### PROBLEM DESCRIPTION
Examine each line of the data. Copy those that contain the string "dark".

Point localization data
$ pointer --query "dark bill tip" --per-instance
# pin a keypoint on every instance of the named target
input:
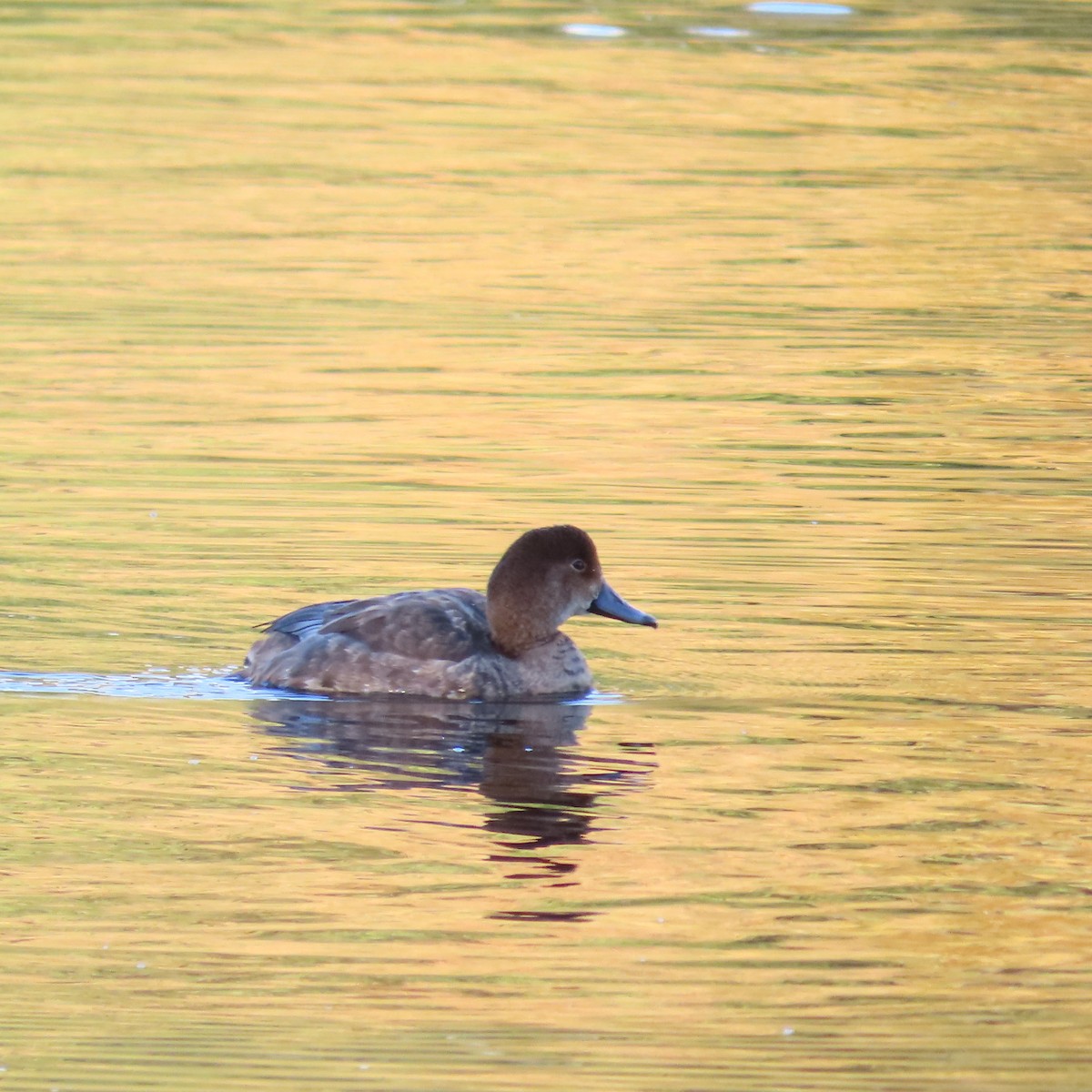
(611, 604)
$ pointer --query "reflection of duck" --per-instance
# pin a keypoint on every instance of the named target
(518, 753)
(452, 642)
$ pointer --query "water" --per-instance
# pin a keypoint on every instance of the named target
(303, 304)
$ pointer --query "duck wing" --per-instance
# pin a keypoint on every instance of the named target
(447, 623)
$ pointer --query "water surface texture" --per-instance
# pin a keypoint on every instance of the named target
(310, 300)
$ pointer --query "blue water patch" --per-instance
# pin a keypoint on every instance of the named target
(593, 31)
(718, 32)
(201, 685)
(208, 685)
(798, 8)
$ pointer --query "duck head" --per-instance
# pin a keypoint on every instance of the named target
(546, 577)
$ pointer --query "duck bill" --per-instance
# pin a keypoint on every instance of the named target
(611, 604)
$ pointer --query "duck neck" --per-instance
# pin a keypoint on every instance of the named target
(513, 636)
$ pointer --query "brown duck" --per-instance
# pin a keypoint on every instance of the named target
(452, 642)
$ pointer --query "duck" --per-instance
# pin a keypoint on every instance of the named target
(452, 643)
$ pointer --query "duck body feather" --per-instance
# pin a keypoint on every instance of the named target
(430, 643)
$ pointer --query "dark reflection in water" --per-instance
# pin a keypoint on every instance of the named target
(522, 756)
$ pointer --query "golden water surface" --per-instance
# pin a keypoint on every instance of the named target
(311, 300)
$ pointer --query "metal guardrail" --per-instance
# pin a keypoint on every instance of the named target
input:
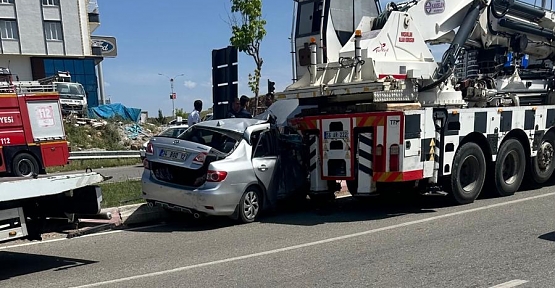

### TASK OUTPUT
$ pointer --query "dark bill tip" --per-instance
$ pointer --query "dark reflection in water" --per-instance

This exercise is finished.